-- START Supplied passage --

The oil discharged from the separator at the cooling oil outlet 32 is fed
through a coolant oil line 36 to some type of oil cooling system connected
across the compressor system. In FIG. 2, the oil cooling system is shown
as being connected across junction points A and B which have been added
for illustrative purposes only. One type of cooling system of the prior
art includes an air/oil heat transfer cooler 38. A pair of fans 40 blow
across the core fins of the air/oil heat transfer cooler 38 to dissipate
the heat conveyed by the oil through the cooler 38. In other words, the
heat transfer cooler 38 operates as a typical radiator device found in
many vehicles. The oil thus cooled is passed through a cool oil return
line 42 to the oil filter 18 to be fed to the compressor 10. In many
systems, an oil bypass line 44 is provided that is controlled by a
thermostatic valve 46. When the oil is below a specific temperature, the
thermostatic valve 46 opens to permit the oil to travel through the bypass
44 directly to the compressor 10 without first passing through the
radiator cooler 38. When the oil is heated above a particular temperature,
the thermostatic valve 46 operates to close the bypass 44 requiring the
oil to pass through the heat transfer cooler 38 to cool the oil to the
specific set temperature.

-- END Supplied passage --
-- START Record list --

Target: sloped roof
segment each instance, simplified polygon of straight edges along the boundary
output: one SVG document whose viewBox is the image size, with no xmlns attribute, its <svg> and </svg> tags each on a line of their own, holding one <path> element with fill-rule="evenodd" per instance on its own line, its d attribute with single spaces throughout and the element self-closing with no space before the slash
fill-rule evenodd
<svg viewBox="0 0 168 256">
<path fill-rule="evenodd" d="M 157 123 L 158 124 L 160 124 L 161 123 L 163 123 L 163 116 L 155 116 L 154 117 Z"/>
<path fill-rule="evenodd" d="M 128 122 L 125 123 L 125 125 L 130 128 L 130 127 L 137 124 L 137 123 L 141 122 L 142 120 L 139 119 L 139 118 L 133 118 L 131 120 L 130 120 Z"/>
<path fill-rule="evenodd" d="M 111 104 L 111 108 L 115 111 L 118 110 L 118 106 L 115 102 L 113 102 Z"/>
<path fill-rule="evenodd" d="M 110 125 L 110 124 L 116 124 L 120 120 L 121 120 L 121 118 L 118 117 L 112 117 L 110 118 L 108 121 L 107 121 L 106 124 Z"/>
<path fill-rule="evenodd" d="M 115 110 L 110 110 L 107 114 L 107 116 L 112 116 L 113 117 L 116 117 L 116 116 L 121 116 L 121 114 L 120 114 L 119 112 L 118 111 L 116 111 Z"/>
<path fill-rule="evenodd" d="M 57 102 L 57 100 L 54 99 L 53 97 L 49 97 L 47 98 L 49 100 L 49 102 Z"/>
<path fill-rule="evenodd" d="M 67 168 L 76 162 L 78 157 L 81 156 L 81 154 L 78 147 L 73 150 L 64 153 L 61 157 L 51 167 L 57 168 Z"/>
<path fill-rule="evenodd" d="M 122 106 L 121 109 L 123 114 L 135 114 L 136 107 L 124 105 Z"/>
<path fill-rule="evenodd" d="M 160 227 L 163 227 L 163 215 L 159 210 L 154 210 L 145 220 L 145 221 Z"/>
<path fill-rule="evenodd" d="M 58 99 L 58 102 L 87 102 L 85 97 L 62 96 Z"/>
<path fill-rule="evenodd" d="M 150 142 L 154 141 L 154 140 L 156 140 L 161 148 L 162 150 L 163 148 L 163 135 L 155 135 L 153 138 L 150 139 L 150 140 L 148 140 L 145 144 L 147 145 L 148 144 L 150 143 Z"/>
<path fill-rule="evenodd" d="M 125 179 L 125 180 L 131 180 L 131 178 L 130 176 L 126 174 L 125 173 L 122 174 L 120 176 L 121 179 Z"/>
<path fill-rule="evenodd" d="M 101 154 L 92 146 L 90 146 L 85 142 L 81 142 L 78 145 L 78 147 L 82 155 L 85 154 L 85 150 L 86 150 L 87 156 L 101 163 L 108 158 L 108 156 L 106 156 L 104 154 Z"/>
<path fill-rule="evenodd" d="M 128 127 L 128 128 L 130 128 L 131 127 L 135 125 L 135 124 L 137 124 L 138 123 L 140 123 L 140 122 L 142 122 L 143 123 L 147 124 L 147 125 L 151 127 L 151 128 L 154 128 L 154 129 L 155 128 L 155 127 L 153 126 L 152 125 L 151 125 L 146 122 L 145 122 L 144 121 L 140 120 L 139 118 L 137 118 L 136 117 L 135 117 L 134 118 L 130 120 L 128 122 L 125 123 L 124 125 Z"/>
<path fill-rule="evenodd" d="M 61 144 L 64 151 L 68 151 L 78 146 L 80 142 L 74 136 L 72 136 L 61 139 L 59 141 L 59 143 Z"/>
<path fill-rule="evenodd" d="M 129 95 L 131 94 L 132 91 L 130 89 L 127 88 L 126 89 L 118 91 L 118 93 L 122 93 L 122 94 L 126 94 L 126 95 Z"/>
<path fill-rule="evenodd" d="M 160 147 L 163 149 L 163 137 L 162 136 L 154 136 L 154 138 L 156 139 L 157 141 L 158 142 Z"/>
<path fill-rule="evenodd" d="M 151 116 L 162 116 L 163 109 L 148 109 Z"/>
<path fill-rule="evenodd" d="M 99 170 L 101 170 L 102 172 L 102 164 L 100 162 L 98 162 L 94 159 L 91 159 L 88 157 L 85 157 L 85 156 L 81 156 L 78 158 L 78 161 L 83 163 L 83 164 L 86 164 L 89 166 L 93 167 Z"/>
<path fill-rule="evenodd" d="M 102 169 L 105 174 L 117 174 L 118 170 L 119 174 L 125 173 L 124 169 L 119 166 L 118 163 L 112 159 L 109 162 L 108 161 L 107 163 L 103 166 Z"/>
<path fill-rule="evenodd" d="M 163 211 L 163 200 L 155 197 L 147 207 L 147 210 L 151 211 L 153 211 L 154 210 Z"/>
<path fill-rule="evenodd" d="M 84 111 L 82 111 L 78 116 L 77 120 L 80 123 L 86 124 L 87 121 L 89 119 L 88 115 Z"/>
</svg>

-- END Record list --

_Problems and tasks_
• a. In the passage on compressor oil cooling, what happens when the oil is below a specific temperature?
• b. Begin at the first line of the rows and stop after the line that has "157 123 L 158". Rewrite those lines with "sloped roof" replaced by "flat roof" and everything else unchanged.
The passage on compressor oil cooling and the rows are unrelated material.

_Final answers_
• a. The thermostatic valve 46 opens to let the oil travel through the bypass 44 directly to the compressor 10 without first passing through the radiator cooler 38.

• b.
Target: flat roof
segment each instance, simplified polygon of straight edges along the boundary
output: one SVG document whose viewBox is the image size, with no xmlns attribute, its <svg> and </svg> tags each on a line of their own, holding one <path> element with fill-rule="evenodd" per instance on its own line, its d attribute with single spaces throughout and the element self-closing with no space before the slash
fill-rule evenodd
<svg viewBox="0 0 168 256">
<path fill-rule="evenodd" d="M 157 123 L 158 124 L 160 124 L 161 123 L 163 123 L 163 116 L 155 116 L 154 117 Z"/>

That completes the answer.